● **DATASET RECORDS**
################

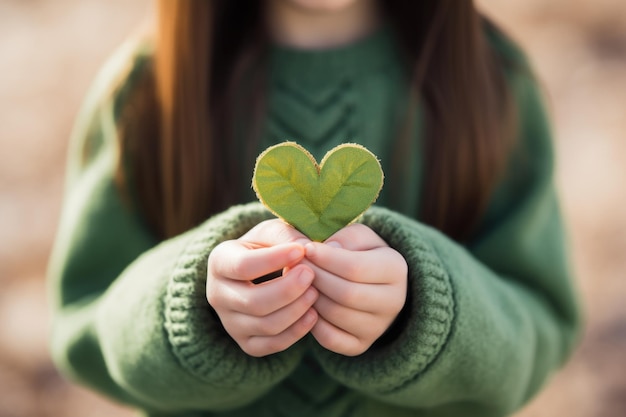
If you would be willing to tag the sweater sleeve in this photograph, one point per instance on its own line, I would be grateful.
(130, 316)
(485, 324)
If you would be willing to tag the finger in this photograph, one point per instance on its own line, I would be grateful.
(274, 232)
(266, 345)
(353, 295)
(363, 325)
(377, 266)
(268, 297)
(337, 340)
(233, 259)
(276, 322)
(356, 237)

################

● **YOUR TASK**
When you write out the material above, keep every line exact and drop each picture.

● **EXPECTED OUTPUT**
If you would be willing to tag the sweater sleeve in this photograph, one point per instance on its own line, I would be grateful.
(130, 316)
(485, 324)
If you would be willing to tag the finger in this photograph, one point per instance on its own line, I would be grateful.
(274, 232)
(266, 345)
(353, 295)
(363, 325)
(377, 266)
(268, 297)
(337, 340)
(233, 259)
(276, 322)
(356, 237)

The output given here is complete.